# [AIM OF THE EXERCISE]
Restate the last part of the records below word for word, beginning at the line with "Each instance of the tree receives" and ending at the final line.

# [MATERIALS PROVIDED]
::::
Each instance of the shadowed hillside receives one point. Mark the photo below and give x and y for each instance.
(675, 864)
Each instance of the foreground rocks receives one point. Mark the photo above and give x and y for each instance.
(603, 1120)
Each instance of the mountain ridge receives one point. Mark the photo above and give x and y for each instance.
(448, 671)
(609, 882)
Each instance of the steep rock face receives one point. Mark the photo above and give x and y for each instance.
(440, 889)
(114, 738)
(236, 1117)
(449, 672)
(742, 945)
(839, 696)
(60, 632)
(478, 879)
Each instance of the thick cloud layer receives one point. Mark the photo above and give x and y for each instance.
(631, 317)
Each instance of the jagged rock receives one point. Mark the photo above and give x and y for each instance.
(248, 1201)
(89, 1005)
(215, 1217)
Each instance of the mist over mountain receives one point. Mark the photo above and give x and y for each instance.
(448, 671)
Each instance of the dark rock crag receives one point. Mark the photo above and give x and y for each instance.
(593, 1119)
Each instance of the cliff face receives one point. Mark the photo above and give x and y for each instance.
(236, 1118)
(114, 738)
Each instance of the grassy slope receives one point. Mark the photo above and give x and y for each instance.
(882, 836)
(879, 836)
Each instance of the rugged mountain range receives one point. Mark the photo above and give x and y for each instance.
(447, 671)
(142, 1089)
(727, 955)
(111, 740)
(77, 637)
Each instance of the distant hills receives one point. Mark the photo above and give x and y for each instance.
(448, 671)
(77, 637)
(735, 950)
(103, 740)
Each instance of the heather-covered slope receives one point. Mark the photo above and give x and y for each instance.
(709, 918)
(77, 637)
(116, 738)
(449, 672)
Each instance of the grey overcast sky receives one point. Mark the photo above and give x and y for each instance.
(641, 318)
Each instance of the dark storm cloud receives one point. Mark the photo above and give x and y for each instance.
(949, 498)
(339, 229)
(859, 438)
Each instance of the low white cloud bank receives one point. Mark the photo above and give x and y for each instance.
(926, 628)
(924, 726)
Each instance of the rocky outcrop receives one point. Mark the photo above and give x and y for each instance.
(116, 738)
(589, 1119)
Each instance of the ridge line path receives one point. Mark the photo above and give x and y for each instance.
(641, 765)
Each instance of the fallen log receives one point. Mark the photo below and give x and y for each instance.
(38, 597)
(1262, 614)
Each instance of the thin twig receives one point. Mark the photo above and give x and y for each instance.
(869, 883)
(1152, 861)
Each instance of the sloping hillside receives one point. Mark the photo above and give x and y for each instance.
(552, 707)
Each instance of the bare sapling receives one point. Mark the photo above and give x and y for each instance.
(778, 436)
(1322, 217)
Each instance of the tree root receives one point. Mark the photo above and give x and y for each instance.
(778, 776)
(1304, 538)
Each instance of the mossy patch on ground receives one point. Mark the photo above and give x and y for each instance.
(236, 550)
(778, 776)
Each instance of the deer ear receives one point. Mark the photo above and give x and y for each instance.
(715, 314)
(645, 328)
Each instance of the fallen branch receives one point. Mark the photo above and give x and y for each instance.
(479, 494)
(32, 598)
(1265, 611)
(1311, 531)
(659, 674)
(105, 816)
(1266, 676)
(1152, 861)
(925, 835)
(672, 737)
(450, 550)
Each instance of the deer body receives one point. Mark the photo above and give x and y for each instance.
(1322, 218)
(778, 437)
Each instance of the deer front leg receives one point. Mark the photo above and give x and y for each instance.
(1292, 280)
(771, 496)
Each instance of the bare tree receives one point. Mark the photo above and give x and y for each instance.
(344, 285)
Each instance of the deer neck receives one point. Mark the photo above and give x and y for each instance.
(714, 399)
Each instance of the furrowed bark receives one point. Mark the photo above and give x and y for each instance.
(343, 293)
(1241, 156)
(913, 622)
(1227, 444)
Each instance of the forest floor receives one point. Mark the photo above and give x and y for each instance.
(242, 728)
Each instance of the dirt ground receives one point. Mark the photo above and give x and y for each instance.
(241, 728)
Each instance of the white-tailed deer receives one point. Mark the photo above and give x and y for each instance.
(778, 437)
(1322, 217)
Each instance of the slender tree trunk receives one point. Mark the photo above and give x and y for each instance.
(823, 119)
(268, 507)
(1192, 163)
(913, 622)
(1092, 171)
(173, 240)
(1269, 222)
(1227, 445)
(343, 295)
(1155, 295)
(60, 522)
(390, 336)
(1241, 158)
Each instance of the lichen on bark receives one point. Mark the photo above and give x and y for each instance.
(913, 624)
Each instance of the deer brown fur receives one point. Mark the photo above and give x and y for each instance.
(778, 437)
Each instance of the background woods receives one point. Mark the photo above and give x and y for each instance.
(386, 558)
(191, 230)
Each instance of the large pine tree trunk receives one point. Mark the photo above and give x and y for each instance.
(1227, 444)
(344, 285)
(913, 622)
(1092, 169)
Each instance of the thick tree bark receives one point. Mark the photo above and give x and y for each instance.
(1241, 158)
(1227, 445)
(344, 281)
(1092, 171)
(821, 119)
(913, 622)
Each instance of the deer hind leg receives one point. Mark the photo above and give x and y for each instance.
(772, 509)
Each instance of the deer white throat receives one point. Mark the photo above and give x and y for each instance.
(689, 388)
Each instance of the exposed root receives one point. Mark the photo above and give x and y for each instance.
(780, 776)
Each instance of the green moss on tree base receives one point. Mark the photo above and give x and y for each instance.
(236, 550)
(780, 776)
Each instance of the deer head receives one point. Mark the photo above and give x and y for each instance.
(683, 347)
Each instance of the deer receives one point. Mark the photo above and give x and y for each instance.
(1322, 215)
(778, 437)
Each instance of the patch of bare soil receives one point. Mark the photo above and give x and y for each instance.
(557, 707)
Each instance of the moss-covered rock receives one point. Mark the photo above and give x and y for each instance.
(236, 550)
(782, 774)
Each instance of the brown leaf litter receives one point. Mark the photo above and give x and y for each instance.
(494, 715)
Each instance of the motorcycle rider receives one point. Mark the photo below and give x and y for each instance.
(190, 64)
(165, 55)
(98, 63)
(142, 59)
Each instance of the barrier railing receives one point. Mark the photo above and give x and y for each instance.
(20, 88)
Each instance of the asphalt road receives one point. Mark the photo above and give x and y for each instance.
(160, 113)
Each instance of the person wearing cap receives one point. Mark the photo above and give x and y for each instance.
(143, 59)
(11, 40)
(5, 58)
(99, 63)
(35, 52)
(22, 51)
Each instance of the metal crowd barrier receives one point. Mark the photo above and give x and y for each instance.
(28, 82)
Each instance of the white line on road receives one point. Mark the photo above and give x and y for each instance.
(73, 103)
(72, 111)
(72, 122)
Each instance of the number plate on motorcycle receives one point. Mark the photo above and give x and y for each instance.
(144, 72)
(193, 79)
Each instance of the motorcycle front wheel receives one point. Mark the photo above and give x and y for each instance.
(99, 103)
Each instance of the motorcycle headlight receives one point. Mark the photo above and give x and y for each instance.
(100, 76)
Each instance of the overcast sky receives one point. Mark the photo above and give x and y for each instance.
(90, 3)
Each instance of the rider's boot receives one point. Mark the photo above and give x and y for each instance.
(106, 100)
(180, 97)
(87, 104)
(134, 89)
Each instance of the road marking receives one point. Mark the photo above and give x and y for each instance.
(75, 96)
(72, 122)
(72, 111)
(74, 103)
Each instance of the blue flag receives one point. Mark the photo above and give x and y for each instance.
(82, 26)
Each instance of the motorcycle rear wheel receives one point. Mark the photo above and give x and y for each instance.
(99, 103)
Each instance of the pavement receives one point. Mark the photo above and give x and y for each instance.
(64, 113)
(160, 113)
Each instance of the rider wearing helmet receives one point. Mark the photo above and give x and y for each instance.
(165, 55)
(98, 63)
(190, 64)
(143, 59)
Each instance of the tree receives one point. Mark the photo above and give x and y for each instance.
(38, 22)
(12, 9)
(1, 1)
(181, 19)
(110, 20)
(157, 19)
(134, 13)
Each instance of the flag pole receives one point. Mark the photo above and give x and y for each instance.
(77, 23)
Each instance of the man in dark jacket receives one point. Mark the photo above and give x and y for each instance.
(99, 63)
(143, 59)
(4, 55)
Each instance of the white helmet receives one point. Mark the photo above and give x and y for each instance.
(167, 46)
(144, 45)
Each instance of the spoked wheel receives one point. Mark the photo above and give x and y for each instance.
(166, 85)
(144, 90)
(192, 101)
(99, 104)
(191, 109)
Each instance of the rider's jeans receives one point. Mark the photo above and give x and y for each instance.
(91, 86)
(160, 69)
::::
# [EXPECTED ANSWER]
Each instance of the tree receives one point. Mark the photo above and give x and y for each instance.
(38, 22)
(12, 9)
(1, 1)
(181, 19)
(110, 20)
(157, 19)
(134, 13)
Each instance of the flag pole receives one point. Mark the photo above and give x and y for each instance.
(77, 23)
Each instance of the man in dark jacket receives one point. Mark the photo above and give x and y for each instance.
(99, 63)
(143, 59)
(4, 55)
Each instance of the white helmet receives one point. Mark the photo above and give x and y for each instance.
(167, 46)
(144, 45)
Each instance of the spoked wheel receives one point. Mark the photo above and give x and y for each instance.
(166, 85)
(144, 90)
(192, 101)
(99, 104)
(191, 109)
Each instance of the rider's jeans receives one point. Mark the photo above and give x and y for each instance.
(91, 86)
(160, 69)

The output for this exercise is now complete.